Task goal: Extract each line of the entries below that contains the string "shirt", copying those lines unchanged.

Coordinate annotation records
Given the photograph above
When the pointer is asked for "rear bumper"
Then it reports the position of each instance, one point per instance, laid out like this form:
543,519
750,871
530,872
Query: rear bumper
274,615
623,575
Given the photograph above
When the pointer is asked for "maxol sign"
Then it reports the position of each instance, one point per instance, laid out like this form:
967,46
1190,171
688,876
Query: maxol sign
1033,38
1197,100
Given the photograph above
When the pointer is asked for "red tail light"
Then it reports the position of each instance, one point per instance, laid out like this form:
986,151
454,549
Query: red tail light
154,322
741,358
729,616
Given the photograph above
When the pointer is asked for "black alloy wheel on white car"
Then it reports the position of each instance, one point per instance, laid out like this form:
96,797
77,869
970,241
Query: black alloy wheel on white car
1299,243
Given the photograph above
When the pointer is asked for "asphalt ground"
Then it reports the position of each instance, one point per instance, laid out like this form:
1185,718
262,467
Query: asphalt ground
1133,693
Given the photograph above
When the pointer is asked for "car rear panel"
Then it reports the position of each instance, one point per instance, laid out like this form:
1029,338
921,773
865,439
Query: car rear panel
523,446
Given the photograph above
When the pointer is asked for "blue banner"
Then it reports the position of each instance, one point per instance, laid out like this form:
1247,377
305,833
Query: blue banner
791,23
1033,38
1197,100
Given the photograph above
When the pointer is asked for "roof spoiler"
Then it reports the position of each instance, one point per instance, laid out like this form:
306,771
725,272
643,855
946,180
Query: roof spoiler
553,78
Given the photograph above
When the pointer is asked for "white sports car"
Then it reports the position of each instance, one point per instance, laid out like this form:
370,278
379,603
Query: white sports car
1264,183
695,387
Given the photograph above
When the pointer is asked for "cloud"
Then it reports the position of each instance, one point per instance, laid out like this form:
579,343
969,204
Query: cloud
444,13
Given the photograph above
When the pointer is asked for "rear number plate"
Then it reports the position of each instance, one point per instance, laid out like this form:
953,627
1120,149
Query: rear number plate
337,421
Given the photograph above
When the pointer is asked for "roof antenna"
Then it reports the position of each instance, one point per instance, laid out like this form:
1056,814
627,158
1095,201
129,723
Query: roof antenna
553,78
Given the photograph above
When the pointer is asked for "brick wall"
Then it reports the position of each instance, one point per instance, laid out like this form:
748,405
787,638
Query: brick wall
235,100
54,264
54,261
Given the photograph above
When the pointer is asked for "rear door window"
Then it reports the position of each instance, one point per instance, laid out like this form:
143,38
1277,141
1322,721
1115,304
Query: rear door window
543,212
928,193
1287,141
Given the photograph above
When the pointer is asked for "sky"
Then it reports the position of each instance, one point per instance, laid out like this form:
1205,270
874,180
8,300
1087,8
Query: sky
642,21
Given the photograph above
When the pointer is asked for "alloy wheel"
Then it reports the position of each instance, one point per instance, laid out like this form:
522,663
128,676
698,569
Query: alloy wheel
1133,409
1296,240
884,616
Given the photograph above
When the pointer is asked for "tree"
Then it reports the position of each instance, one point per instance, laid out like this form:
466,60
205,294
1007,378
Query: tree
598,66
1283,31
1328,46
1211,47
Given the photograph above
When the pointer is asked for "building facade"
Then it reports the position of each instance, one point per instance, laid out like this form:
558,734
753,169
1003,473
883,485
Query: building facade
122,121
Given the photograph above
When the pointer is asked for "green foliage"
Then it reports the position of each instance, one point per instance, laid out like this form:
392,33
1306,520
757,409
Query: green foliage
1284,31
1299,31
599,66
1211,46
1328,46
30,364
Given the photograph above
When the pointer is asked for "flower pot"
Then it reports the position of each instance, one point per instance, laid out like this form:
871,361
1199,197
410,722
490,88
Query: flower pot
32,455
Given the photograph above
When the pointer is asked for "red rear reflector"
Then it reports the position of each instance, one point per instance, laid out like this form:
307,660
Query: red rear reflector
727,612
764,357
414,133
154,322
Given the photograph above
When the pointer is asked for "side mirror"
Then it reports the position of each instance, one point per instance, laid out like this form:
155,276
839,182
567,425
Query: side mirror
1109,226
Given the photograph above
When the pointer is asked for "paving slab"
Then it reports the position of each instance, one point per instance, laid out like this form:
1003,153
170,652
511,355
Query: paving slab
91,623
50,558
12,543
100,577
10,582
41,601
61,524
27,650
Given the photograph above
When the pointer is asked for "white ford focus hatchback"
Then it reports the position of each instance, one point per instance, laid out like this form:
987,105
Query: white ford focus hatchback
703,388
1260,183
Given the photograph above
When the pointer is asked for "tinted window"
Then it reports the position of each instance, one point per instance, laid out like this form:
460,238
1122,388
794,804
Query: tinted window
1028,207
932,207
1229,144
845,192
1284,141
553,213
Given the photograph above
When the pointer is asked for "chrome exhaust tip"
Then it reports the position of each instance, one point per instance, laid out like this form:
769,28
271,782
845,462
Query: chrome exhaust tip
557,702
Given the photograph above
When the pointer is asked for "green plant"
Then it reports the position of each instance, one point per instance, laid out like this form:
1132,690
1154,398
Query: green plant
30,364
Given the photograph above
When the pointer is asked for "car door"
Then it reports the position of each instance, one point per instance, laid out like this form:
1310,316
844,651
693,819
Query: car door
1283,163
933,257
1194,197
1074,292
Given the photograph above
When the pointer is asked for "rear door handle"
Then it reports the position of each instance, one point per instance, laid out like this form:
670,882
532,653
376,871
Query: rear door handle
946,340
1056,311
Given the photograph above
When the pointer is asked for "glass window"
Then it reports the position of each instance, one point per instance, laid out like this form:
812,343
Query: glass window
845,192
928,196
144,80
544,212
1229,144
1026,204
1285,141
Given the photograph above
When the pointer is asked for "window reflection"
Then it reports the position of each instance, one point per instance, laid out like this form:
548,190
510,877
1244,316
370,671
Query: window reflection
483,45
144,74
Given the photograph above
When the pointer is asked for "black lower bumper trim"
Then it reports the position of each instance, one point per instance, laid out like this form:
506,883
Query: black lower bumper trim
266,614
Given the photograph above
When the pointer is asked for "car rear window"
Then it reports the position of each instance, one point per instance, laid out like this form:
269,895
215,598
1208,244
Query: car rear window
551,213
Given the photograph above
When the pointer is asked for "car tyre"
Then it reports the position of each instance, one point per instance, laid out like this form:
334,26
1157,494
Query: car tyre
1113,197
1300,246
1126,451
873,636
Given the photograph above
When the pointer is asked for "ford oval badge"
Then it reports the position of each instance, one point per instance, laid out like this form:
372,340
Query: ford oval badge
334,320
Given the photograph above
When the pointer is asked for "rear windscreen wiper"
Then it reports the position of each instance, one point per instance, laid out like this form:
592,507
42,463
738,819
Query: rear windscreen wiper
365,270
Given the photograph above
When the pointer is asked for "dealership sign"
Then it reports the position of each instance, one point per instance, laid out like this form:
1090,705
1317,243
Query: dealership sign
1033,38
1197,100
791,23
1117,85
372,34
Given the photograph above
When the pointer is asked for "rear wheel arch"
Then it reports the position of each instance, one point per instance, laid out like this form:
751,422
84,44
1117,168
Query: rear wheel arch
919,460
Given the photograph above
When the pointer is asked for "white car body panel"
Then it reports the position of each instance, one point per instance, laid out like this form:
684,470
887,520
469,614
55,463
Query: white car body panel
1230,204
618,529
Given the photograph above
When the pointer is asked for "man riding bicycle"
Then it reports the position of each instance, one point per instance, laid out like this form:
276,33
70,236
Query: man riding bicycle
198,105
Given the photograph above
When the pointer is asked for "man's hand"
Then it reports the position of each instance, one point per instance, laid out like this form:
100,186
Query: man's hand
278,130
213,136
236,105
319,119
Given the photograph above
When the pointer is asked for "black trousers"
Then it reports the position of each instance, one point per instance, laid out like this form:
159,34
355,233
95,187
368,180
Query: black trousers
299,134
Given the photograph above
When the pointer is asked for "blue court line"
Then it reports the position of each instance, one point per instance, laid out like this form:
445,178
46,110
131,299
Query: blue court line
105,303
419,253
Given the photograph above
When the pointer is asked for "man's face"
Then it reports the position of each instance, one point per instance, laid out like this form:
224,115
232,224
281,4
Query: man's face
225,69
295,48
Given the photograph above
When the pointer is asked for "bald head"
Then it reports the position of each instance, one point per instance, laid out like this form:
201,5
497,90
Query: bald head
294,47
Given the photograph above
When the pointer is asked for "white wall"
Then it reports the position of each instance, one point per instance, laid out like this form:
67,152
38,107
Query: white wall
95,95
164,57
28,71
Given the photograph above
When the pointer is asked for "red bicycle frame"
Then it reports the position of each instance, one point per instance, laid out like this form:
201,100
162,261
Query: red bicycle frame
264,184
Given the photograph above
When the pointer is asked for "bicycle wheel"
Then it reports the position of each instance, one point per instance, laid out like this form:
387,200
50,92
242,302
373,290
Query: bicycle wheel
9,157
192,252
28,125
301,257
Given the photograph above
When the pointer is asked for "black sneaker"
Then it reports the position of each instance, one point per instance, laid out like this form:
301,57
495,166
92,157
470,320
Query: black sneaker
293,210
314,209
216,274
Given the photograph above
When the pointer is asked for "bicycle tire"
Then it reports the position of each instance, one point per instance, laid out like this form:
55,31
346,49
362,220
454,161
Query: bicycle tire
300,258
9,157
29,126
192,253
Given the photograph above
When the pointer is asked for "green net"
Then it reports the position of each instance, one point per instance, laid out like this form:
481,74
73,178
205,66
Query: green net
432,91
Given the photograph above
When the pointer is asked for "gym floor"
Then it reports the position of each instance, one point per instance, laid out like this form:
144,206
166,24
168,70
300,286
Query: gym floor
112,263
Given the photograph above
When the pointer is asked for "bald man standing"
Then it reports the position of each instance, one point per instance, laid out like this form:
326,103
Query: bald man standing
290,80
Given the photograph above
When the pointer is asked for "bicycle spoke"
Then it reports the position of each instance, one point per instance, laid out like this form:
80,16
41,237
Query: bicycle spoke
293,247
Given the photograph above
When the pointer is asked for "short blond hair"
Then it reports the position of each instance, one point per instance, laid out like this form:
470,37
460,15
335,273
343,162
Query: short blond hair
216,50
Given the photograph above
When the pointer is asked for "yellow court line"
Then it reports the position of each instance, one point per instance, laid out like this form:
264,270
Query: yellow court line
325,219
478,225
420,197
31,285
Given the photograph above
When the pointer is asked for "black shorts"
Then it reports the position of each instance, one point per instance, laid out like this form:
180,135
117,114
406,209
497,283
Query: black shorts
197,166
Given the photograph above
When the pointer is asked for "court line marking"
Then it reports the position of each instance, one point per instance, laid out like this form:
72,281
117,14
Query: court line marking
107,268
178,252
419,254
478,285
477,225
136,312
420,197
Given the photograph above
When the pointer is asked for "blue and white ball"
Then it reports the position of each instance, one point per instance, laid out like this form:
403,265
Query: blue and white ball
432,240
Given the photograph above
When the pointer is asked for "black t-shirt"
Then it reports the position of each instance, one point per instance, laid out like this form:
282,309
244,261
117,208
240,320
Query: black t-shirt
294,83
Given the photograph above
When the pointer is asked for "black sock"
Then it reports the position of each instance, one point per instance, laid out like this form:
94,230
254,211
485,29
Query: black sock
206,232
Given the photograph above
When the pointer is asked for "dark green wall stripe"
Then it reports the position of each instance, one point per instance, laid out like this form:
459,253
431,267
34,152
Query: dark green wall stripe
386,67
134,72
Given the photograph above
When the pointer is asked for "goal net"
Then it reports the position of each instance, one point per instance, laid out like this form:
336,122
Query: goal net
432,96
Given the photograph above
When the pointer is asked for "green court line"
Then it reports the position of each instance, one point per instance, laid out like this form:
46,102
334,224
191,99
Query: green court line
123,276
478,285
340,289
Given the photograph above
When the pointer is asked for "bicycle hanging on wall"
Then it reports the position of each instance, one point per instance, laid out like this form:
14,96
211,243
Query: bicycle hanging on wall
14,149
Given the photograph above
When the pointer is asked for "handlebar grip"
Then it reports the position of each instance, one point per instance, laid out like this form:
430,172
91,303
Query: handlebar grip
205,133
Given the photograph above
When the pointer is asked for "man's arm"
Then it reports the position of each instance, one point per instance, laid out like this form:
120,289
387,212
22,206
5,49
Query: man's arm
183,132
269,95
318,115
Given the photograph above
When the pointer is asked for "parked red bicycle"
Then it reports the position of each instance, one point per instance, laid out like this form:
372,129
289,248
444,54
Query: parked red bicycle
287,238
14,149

Solution for this problem:
When the pointer is asked for "black t-shirt"
Query: black t-shirt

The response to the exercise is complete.